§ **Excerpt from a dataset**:

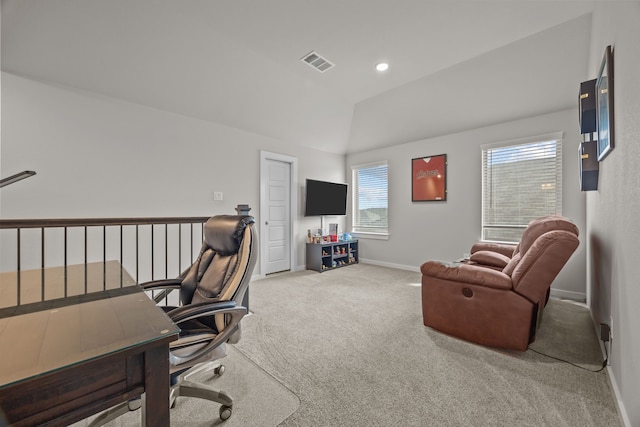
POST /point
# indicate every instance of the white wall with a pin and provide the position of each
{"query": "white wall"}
(421, 231)
(612, 212)
(100, 157)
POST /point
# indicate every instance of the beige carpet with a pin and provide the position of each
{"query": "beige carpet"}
(351, 345)
(259, 399)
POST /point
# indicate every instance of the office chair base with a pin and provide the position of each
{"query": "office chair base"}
(201, 391)
(116, 411)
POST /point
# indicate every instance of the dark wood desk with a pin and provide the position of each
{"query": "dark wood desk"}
(65, 359)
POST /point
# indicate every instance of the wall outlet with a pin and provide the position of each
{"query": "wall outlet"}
(605, 332)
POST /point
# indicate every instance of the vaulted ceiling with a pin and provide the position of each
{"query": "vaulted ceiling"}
(454, 64)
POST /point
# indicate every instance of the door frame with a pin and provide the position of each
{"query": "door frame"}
(293, 206)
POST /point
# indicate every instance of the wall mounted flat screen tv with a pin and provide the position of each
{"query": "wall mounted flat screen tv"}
(325, 198)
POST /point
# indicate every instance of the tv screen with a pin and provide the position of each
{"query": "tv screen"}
(325, 198)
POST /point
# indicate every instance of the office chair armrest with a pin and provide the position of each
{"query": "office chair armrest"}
(192, 311)
(182, 314)
(163, 285)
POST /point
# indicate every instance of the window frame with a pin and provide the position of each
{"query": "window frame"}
(485, 224)
(357, 230)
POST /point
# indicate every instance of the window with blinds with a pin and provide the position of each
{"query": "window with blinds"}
(370, 198)
(521, 180)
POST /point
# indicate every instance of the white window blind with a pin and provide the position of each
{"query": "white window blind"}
(521, 180)
(370, 198)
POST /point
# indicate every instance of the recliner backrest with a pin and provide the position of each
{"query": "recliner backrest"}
(545, 247)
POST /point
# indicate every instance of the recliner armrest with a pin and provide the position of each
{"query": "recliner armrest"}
(490, 258)
(467, 274)
(501, 248)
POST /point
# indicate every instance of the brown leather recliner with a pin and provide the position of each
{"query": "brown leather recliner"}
(499, 307)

§ **WHAT THIS TASK INVOLVES**:
Return each line of the data, keeping its wording exact and omitting pictures.

§ **RESULT OF THIS TASK**:
POST /point
# indicate every instance of the white wall with a pin and provide the position of each
{"query": "white wall"}
(421, 231)
(612, 212)
(100, 157)
POST /point
# indicate every instance of the beige carpet with a pin and provide the position of each
{"query": "beige carpet"}
(351, 345)
(259, 399)
POST /point
# indicate every instance of the office chair base with a pin and provide the position of each
{"query": "office chair base"}
(201, 391)
(116, 411)
POST /point
# indicate every instance of the dark wood desk with a pin and provide the position of each
{"query": "dark wood desk"}
(65, 359)
POST /point
# indicate every instance of the wall outlet with a pin and provide the position of each
{"query": "wall outlet"}
(605, 332)
POST /point
# indicate every instance of the vaulted ceiling with a pin and provide the position of each
{"query": "vaulted ceiling"}
(454, 64)
POST /point
# indicate every instance of the door frame with a pin and provide the position of each
{"query": "door frame"}
(293, 206)
POST /point
# indicate every instance of the wall mounted flat screen tv with a pin and provide the position of each
{"query": "wall mounted flat screen tv"}
(325, 198)
POST /point
# indicate every instance of the tv screen with a pin and provide the position of each
{"query": "tv screen"}
(325, 198)
POST /point
# indicate every instance of the office chair armrest with a pin and provide the position of each
{"query": "office chair armrest"}
(192, 311)
(182, 314)
(163, 285)
POST /point
# indicate every instance of the window frame with a pin and provide the position of each
{"query": "window frame"}
(485, 224)
(357, 230)
POST /point
# indicate every instance of the window with blinds with a pin and provide the position of each
{"query": "window with blinds"}
(370, 198)
(521, 180)
POST /point
# indicate every instance of the white window blind with a pin and provide the position of each
{"query": "white window blind"}
(521, 180)
(370, 198)
POST /point
# indicate every instance of the recliner backrest with a pin and provide the position of each
{"query": "recliner backrest"}
(545, 247)
POST /point
# indicate every instance of the recliner armrest with a pin and provide the position of each
{"query": "recliner armrest"}
(490, 258)
(467, 274)
(501, 248)
POST /point
# indicate every instance of the brown leather recliner with a pin and provide the position of each
{"query": "brown leather recliner"}
(499, 307)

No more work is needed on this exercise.